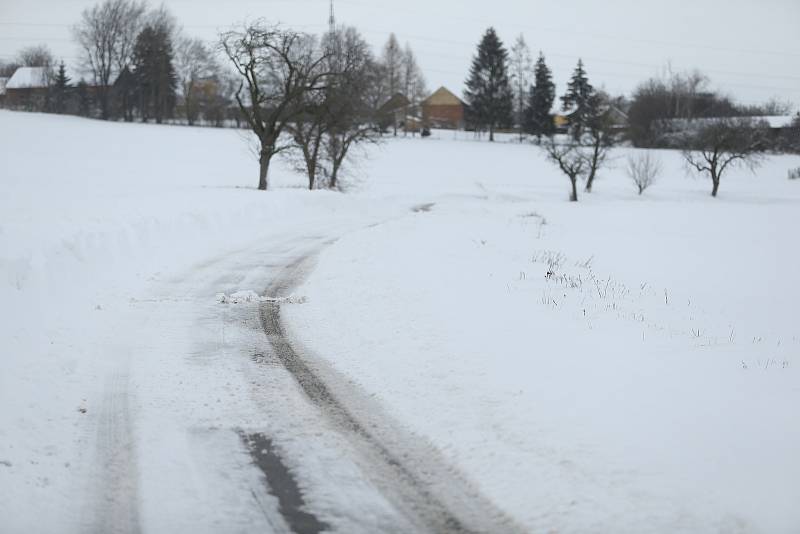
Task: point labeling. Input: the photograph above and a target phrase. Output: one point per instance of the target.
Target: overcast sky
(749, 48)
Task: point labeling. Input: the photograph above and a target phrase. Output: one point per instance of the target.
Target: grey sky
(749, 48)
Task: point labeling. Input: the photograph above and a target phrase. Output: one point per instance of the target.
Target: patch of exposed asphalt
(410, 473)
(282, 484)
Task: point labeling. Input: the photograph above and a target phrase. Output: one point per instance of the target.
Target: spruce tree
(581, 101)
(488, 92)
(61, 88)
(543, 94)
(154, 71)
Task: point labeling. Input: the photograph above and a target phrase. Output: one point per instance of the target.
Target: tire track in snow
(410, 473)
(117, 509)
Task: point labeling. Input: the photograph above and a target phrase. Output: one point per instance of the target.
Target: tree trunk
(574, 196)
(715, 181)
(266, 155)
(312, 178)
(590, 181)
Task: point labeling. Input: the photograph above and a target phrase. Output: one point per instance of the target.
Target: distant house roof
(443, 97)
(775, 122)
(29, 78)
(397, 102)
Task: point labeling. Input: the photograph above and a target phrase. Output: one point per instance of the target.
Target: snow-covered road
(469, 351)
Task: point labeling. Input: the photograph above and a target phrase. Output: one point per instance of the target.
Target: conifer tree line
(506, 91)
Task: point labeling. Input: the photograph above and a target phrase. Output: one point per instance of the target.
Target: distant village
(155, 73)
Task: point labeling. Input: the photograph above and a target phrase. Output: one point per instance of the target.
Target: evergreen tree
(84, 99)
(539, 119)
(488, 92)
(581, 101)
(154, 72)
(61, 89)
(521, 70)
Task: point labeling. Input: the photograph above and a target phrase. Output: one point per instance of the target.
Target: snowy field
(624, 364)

* * *

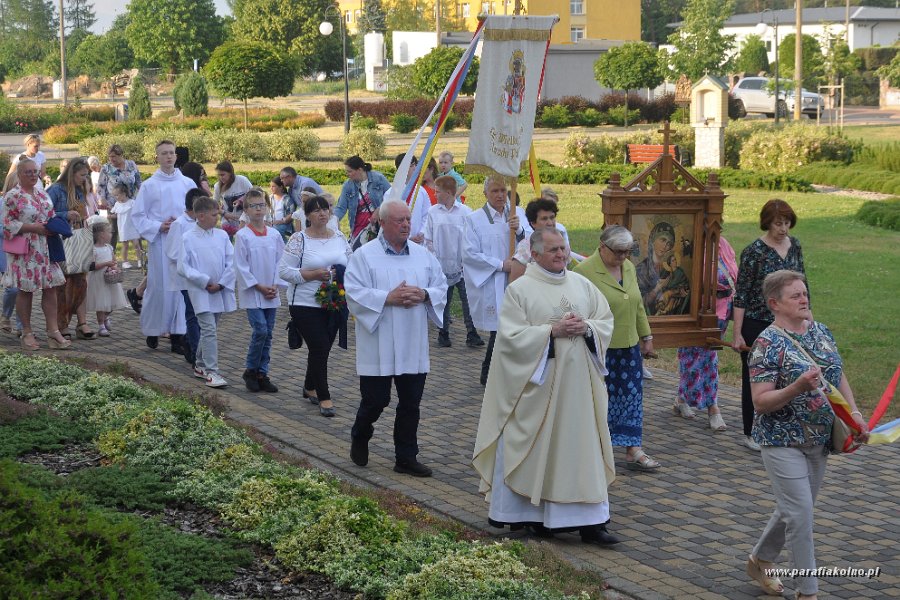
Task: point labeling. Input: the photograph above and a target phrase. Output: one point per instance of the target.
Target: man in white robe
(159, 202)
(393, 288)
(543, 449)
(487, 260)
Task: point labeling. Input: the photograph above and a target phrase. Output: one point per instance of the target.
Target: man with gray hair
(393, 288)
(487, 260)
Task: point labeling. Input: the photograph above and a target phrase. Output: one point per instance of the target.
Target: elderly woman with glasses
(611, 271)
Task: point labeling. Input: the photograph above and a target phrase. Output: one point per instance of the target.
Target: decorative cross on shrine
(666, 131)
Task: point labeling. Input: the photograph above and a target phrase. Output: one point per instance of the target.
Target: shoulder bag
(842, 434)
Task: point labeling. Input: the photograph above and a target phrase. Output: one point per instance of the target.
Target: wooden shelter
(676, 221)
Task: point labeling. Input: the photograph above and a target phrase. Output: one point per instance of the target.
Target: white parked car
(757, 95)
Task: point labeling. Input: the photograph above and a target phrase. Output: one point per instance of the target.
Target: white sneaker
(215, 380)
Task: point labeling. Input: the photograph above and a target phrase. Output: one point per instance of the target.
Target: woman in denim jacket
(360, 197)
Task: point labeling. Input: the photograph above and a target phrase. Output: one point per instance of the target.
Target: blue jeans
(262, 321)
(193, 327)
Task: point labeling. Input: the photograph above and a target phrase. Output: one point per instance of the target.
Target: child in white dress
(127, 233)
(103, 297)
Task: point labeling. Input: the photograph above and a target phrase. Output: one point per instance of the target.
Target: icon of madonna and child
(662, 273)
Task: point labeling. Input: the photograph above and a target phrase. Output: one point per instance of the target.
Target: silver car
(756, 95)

* * *

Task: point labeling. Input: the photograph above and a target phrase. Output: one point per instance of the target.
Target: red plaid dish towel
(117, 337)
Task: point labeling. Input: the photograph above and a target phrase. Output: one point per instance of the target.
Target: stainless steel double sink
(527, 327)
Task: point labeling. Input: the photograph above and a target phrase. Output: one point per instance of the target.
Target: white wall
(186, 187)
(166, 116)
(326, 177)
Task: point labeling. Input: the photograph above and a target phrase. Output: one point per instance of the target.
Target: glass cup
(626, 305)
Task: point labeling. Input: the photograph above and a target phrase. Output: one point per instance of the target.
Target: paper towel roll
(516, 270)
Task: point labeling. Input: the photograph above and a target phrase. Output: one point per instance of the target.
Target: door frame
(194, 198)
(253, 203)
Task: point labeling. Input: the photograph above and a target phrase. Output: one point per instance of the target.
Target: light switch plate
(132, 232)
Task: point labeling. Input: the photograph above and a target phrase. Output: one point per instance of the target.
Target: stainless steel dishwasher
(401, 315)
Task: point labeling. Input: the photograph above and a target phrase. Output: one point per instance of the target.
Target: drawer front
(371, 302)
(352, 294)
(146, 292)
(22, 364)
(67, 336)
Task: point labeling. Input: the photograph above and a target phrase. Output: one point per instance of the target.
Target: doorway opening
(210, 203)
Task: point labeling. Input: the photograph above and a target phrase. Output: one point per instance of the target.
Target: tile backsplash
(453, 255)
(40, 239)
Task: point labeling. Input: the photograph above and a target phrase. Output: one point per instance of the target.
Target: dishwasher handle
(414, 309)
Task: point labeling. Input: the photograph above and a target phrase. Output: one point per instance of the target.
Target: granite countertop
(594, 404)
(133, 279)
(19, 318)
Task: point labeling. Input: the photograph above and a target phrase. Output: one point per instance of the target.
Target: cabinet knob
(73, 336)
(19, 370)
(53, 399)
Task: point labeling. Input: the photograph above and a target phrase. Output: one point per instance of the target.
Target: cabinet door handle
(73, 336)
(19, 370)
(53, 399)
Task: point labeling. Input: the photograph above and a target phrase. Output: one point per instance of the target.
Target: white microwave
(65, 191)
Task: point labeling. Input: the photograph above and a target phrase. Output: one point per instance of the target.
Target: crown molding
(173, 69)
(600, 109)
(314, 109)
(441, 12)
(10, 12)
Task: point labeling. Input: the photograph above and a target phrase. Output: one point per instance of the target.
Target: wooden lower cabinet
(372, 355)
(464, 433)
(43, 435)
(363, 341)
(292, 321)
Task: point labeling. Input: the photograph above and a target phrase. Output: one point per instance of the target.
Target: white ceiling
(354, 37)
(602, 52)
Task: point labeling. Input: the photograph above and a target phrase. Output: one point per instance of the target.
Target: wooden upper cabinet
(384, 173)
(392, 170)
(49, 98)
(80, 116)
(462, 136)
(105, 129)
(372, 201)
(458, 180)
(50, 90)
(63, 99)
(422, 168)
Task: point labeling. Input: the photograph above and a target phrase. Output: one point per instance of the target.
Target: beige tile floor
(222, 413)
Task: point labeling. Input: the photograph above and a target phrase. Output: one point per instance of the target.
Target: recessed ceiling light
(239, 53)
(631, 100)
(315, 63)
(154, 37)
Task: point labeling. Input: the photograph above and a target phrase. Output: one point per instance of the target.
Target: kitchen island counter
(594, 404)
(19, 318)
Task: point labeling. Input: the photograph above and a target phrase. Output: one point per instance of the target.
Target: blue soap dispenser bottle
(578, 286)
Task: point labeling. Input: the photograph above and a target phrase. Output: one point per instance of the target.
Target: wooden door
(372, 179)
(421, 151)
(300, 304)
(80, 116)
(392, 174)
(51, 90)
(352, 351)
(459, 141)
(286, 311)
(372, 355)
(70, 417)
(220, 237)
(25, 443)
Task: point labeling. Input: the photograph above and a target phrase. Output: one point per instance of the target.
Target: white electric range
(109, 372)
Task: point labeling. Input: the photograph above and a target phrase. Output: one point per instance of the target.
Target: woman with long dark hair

* * *

Task goal » Gather each line of the entries above that contains the word "woman".

Solution to the problem »
Target: elderly woman with glasses
Target: woman in denim jacket
Target: woman with long dark hair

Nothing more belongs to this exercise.